Brief:
What is needed is an exact copy of the entries below, from the line that contains "Where can the pillow" through the final line, both included, and nothing else.

Natural-language object grounding data:
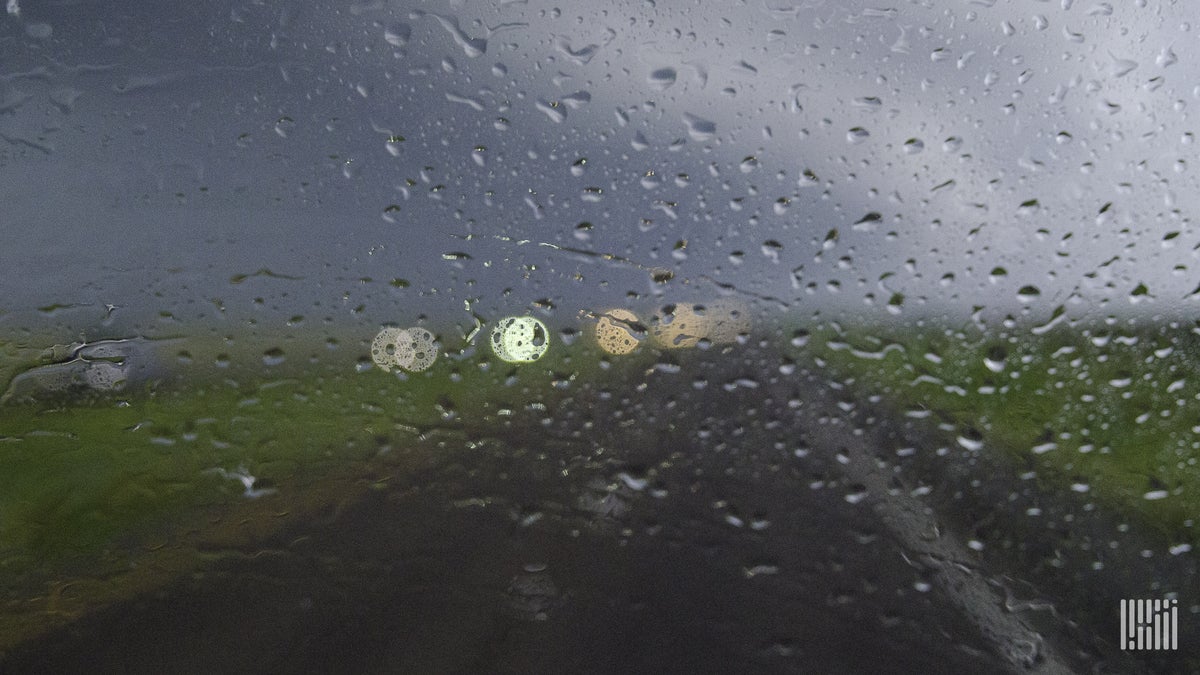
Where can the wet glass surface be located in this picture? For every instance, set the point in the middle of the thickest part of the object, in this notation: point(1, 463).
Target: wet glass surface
point(528, 338)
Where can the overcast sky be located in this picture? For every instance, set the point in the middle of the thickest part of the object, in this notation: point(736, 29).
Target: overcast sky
point(809, 154)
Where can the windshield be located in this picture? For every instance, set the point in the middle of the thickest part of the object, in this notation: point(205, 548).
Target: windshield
point(522, 336)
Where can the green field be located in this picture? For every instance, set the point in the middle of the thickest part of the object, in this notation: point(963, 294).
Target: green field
point(1110, 412)
point(105, 496)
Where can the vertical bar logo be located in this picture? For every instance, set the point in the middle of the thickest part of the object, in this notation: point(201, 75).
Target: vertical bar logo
point(1150, 625)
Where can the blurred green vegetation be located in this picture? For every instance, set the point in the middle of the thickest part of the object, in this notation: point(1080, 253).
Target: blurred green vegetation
point(1110, 411)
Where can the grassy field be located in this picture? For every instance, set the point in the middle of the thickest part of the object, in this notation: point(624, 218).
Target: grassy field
point(1110, 412)
point(102, 497)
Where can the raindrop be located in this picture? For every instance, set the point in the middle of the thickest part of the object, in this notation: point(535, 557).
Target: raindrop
point(700, 129)
point(618, 332)
point(397, 34)
point(285, 125)
point(663, 78)
point(520, 339)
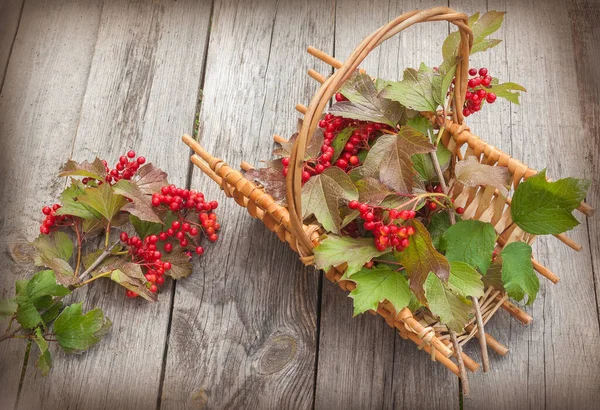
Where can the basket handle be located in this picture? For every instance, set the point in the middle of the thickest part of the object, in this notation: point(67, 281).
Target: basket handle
point(333, 83)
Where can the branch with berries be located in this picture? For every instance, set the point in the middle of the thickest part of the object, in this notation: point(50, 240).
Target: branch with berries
point(126, 224)
point(374, 178)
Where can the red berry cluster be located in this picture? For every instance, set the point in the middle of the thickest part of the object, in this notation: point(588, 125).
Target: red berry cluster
point(52, 220)
point(390, 234)
point(178, 199)
point(145, 253)
point(332, 125)
point(125, 168)
point(476, 94)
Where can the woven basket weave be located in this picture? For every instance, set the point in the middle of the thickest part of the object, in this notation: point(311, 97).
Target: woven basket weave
point(484, 204)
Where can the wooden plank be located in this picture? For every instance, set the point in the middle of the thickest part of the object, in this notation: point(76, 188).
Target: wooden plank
point(10, 16)
point(39, 110)
point(553, 362)
point(363, 363)
point(243, 332)
point(141, 95)
point(584, 15)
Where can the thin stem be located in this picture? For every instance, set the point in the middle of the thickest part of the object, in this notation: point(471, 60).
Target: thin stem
point(98, 261)
point(23, 372)
point(481, 336)
point(479, 320)
point(93, 278)
point(79, 243)
point(107, 238)
point(461, 364)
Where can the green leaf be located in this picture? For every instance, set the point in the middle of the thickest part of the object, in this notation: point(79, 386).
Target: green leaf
point(424, 165)
point(94, 170)
point(339, 142)
point(484, 45)
point(541, 208)
point(150, 179)
point(508, 91)
point(420, 258)
point(371, 191)
point(54, 252)
point(8, 307)
point(517, 272)
point(415, 91)
point(36, 294)
point(464, 280)
point(337, 250)
point(144, 228)
point(379, 284)
point(141, 205)
point(70, 202)
point(181, 264)
point(103, 200)
point(438, 225)
point(452, 310)
point(471, 173)
point(77, 332)
point(323, 195)
point(44, 362)
point(366, 103)
point(390, 158)
point(471, 242)
point(131, 277)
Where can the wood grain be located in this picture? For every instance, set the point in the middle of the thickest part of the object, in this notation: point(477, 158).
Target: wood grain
point(40, 103)
point(378, 368)
point(141, 95)
point(10, 15)
point(243, 332)
point(538, 372)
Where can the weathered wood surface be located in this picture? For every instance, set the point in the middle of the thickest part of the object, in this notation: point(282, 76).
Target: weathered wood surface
point(243, 332)
point(252, 327)
point(39, 111)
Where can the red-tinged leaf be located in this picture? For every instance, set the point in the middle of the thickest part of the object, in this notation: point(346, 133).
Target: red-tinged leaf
point(323, 195)
point(271, 179)
point(181, 265)
point(150, 179)
point(94, 170)
point(70, 202)
point(471, 173)
point(103, 200)
point(372, 192)
point(366, 103)
point(420, 258)
point(142, 203)
point(415, 91)
point(131, 277)
point(390, 159)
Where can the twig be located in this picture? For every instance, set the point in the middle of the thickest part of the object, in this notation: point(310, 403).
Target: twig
point(98, 261)
point(480, 329)
point(461, 363)
point(481, 336)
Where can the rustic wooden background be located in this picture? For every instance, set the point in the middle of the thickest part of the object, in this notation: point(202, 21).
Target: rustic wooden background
point(254, 328)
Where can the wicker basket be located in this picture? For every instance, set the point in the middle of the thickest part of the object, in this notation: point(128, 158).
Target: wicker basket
point(483, 204)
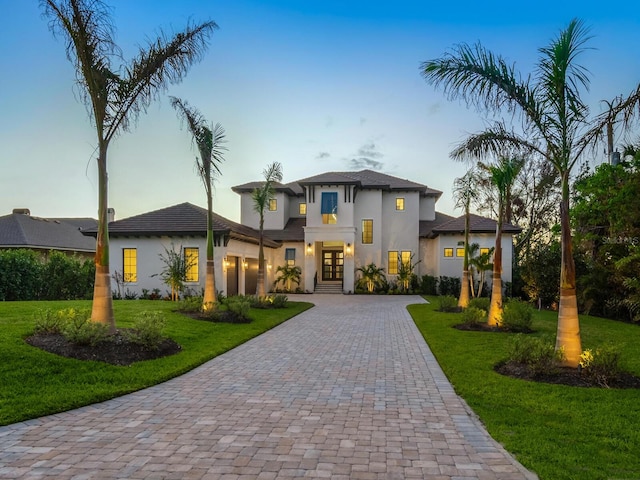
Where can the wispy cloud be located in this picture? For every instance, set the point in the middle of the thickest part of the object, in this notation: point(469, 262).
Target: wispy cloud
point(368, 156)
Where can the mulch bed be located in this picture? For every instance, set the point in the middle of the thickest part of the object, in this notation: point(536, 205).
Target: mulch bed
point(565, 376)
point(117, 350)
point(483, 327)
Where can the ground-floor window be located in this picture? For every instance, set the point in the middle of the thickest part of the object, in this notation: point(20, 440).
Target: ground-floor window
point(130, 265)
point(191, 259)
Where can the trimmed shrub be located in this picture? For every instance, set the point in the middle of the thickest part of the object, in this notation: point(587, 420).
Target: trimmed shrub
point(481, 303)
point(147, 330)
point(48, 321)
point(448, 303)
point(239, 305)
point(449, 286)
point(517, 316)
point(474, 316)
point(20, 275)
point(429, 285)
point(538, 354)
point(603, 365)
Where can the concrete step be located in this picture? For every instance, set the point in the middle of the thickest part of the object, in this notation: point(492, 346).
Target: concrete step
point(328, 288)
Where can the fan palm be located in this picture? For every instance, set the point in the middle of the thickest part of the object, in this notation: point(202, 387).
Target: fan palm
point(556, 126)
point(372, 275)
point(261, 197)
point(116, 95)
point(210, 146)
point(464, 192)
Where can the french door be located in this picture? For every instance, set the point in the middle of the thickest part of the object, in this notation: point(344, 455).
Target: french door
point(332, 265)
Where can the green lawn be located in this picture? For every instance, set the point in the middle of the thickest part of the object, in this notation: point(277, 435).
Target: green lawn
point(559, 432)
point(35, 383)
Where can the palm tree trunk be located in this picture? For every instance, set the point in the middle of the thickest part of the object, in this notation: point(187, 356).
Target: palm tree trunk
point(102, 308)
point(209, 300)
point(494, 317)
point(463, 301)
point(260, 288)
point(568, 335)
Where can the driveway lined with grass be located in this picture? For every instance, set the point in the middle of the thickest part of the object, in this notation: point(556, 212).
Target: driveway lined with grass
point(347, 389)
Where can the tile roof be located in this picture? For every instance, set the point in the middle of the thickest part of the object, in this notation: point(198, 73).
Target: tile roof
point(363, 179)
point(477, 224)
point(368, 179)
point(292, 189)
point(292, 232)
point(426, 226)
point(19, 230)
point(178, 220)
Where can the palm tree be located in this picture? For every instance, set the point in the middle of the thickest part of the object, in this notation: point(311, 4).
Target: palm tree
point(480, 264)
point(372, 275)
point(117, 95)
point(464, 193)
point(210, 146)
point(502, 176)
point(261, 197)
point(555, 124)
point(288, 274)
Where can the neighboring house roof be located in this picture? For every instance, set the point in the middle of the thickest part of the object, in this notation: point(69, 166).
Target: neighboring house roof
point(21, 230)
point(427, 226)
point(477, 224)
point(367, 179)
point(292, 232)
point(181, 220)
point(292, 189)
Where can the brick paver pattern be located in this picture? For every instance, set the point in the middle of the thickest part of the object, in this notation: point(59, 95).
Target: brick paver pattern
point(346, 390)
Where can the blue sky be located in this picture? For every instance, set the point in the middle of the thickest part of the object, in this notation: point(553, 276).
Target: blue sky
point(316, 85)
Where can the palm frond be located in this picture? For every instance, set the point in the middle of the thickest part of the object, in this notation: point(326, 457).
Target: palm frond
point(164, 62)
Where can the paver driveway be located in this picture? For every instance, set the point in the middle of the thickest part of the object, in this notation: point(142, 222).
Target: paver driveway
point(348, 389)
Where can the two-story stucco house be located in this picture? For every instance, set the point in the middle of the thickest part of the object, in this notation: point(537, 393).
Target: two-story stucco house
point(329, 225)
point(333, 223)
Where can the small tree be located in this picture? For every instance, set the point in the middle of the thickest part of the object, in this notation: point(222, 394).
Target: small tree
point(210, 144)
point(372, 276)
point(464, 192)
point(405, 272)
point(288, 274)
point(174, 274)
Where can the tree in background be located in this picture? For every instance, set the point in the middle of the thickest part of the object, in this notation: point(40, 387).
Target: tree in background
point(116, 95)
point(210, 144)
point(465, 192)
point(261, 197)
point(555, 126)
point(502, 176)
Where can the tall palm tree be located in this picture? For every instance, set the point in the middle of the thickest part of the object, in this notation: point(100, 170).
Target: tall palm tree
point(464, 192)
point(210, 146)
point(555, 125)
point(502, 176)
point(116, 95)
point(261, 197)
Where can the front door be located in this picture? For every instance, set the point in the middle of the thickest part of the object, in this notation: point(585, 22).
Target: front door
point(332, 265)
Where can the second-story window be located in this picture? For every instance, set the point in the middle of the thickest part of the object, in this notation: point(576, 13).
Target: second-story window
point(329, 208)
point(367, 231)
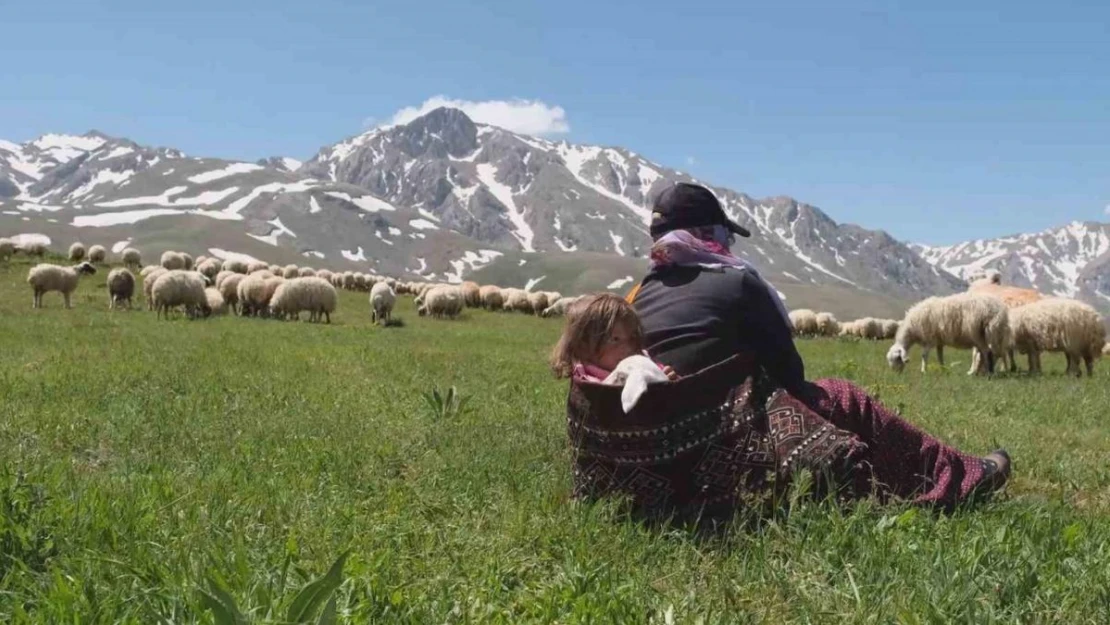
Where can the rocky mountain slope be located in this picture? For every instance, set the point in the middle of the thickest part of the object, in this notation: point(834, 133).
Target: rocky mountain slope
point(1070, 261)
point(441, 198)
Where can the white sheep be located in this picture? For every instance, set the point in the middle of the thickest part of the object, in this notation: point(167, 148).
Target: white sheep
point(98, 254)
point(827, 324)
point(229, 288)
point(1057, 324)
point(804, 321)
point(121, 288)
point(234, 265)
point(254, 293)
point(131, 258)
point(179, 288)
point(443, 302)
point(217, 305)
point(965, 321)
point(492, 298)
point(313, 294)
point(172, 261)
point(558, 309)
point(381, 303)
point(46, 278)
point(148, 282)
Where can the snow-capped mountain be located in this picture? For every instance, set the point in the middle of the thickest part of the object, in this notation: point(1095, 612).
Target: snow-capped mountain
point(439, 198)
point(1071, 261)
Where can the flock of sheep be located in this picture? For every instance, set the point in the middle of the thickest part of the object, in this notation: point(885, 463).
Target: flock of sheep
point(992, 320)
point(204, 286)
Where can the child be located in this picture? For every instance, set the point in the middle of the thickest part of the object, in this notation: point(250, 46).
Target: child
point(603, 341)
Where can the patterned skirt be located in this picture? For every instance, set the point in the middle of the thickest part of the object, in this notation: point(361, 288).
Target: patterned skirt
point(724, 439)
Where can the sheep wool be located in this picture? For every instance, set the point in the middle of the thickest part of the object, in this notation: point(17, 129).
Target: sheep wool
point(312, 294)
point(131, 258)
point(382, 299)
point(966, 321)
point(121, 286)
point(180, 288)
point(44, 278)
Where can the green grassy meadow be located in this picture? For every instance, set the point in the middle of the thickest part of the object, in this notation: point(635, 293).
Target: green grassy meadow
point(143, 461)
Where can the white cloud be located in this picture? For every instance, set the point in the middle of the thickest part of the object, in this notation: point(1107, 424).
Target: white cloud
point(526, 117)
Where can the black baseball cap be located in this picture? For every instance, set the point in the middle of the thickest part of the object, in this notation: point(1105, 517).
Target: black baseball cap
point(689, 205)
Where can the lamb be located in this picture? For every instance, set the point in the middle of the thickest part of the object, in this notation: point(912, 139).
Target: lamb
point(492, 298)
point(805, 322)
point(209, 268)
point(254, 293)
point(381, 303)
point(559, 308)
point(173, 261)
point(965, 321)
point(148, 282)
point(313, 294)
point(1057, 324)
point(538, 302)
point(179, 288)
point(121, 286)
point(827, 324)
point(229, 288)
point(443, 302)
point(217, 305)
point(44, 278)
point(131, 258)
point(234, 265)
point(472, 294)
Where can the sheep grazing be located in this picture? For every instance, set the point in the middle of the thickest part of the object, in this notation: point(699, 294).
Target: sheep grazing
point(148, 282)
point(558, 309)
point(46, 278)
point(32, 249)
point(492, 299)
point(77, 252)
point(234, 265)
point(121, 286)
point(254, 293)
point(131, 258)
point(538, 302)
point(965, 321)
point(444, 302)
point(381, 303)
point(172, 261)
point(805, 322)
point(229, 288)
point(1057, 324)
point(827, 324)
point(472, 294)
point(313, 294)
point(217, 305)
point(179, 288)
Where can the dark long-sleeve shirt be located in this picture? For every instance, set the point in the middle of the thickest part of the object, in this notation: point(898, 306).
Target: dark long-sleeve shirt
point(694, 318)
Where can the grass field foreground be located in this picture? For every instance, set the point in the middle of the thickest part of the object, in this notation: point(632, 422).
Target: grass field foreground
point(140, 459)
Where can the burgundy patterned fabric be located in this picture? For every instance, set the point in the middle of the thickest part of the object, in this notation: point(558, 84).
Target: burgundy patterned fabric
point(707, 444)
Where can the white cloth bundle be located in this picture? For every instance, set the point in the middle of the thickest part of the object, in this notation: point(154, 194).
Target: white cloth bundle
point(635, 373)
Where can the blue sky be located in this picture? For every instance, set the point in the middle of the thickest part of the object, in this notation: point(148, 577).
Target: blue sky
point(932, 120)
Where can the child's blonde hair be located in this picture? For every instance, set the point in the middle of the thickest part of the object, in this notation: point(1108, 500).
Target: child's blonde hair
point(589, 321)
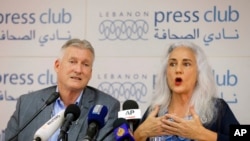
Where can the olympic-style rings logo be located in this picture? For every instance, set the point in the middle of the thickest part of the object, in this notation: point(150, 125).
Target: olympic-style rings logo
point(123, 30)
point(125, 90)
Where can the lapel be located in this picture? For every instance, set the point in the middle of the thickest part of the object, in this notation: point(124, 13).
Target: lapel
point(78, 128)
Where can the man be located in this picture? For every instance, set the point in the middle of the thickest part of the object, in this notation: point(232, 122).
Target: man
point(74, 70)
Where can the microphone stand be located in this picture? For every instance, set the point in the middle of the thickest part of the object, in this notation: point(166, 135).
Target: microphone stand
point(63, 135)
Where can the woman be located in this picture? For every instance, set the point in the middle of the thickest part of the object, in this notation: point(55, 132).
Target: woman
point(185, 105)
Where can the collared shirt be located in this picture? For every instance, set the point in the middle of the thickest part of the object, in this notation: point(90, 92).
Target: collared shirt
point(59, 106)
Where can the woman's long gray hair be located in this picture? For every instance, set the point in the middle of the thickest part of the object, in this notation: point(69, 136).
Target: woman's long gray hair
point(205, 90)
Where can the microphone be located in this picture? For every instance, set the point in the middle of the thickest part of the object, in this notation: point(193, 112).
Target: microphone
point(49, 128)
point(122, 130)
point(131, 113)
point(71, 114)
point(96, 120)
point(50, 100)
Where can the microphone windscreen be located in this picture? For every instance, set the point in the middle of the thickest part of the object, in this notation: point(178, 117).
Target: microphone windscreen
point(74, 110)
point(118, 122)
point(122, 130)
point(97, 114)
point(130, 104)
point(52, 98)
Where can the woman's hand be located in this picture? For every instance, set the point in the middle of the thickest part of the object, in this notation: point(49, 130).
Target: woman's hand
point(188, 128)
point(151, 127)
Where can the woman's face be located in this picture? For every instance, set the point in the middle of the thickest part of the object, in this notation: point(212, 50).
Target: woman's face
point(182, 71)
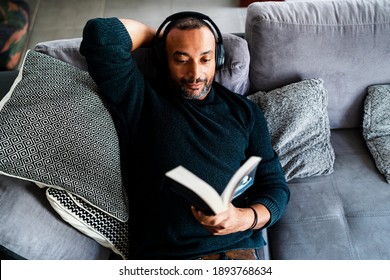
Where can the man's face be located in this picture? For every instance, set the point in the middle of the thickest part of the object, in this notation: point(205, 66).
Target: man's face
point(191, 61)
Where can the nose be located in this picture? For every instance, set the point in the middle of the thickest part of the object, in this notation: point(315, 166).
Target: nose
point(193, 70)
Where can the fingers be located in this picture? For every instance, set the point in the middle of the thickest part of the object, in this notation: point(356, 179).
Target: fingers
point(220, 224)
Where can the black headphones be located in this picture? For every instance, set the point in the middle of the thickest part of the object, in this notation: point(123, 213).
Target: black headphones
point(159, 41)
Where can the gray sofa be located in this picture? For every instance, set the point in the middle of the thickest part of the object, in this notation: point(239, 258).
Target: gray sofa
point(317, 64)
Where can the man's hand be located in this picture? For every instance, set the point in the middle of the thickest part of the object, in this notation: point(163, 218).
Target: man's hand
point(232, 220)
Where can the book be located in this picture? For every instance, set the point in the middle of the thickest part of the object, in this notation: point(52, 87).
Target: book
point(203, 196)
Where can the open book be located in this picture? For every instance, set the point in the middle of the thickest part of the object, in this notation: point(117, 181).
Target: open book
point(205, 197)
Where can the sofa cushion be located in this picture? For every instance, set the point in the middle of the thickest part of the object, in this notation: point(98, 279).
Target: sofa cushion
point(376, 126)
point(56, 132)
point(234, 75)
point(299, 127)
point(345, 43)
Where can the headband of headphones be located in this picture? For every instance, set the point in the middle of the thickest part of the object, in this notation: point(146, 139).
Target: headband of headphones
point(169, 22)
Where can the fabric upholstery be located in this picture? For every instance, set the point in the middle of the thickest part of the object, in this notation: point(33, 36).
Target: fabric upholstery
point(376, 126)
point(33, 230)
point(299, 127)
point(345, 215)
point(57, 133)
point(234, 75)
point(345, 43)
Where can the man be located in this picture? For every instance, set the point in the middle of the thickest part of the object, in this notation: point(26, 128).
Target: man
point(184, 118)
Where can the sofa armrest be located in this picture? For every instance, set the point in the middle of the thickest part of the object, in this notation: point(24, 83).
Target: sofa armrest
point(6, 80)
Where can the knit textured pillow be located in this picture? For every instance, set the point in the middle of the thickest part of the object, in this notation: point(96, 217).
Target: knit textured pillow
point(376, 126)
point(56, 132)
point(299, 126)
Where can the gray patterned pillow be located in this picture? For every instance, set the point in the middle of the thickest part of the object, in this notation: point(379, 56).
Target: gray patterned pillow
point(376, 126)
point(56, 132)
point(299, 126)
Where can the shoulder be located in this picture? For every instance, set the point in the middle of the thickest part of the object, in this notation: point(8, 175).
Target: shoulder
point(239, 100)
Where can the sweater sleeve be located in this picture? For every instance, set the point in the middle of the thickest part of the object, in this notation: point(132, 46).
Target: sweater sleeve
point(106, 46)
point(271, 188)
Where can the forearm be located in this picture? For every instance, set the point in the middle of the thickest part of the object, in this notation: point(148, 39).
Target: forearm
point(141, 34)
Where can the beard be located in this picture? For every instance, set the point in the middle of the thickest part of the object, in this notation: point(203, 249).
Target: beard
point(199, 93)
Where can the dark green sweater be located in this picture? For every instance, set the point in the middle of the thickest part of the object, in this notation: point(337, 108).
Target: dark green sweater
point(159, 130)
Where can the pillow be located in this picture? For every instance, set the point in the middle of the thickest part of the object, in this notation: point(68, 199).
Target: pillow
point(234, 75)
point(56, 132)
point(376, 126)
point(299, 127)
point(103, 228)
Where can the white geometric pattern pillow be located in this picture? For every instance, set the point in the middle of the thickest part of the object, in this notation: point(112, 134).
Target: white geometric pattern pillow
point(56, 132)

Your solution:
Where can the pillow be located in this picture? For every instance, set the point in the middle of the thickest part of the object, in this notation: point(68, 199).
Target: pillow
point(234, 75)
point(56, 132)
point(376, 126)
point(299, 127)
point(103, 228)
Where can the white geometric pattern pillow be located in this picture? For every instance, set the point in the middle of the thickest part of the object, in this notation: point(112, 134).
Target: white geometric pattern pillow
point(56, 132)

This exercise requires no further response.